> **What the exercise asks**
A complete response lists each line of the data below that includes the word "white".

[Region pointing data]
______________________________

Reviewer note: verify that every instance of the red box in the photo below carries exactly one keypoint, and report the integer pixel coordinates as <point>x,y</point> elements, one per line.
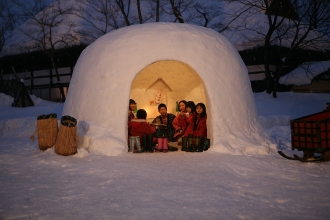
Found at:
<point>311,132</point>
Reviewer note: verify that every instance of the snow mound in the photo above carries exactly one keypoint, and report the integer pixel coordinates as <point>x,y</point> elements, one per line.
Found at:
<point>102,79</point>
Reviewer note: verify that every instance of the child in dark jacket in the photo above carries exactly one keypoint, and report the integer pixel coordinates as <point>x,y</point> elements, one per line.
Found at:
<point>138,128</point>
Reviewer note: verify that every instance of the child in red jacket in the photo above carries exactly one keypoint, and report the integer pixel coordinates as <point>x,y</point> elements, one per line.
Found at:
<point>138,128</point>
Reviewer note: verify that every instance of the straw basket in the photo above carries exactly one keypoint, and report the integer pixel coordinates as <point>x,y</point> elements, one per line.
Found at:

______________________________

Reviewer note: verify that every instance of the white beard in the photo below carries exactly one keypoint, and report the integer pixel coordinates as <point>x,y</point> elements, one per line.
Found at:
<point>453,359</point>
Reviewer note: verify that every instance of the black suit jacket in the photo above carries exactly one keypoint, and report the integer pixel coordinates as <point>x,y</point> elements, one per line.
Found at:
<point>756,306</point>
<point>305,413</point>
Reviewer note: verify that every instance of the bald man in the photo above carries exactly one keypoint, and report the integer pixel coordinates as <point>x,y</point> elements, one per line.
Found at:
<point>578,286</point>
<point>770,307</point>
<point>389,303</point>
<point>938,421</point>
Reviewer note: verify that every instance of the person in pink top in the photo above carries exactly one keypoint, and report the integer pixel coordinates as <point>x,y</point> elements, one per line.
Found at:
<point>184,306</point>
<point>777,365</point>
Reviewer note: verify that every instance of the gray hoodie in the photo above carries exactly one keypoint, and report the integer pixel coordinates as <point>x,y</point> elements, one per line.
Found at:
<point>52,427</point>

______________________________

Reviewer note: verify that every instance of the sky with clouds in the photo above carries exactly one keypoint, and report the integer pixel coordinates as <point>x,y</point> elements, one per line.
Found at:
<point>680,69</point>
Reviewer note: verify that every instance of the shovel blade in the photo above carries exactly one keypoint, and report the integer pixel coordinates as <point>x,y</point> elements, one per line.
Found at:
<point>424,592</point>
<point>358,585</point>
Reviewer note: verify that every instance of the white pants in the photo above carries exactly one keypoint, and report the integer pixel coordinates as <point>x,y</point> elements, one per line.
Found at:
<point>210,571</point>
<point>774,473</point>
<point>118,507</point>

______________________________

> **Your solution**
Reviewer note: verify that every instance of the white beard in the photo below carries exactly one keypoint, and report the integer pixel coordinates as <point>x,y</point> elements, one per line.
Reviewer note: verify that every instance of the white pants in the photo above carries exactly one keypoint, and report the integer pixel coordinates as <point>x,y</point> elements, one per line.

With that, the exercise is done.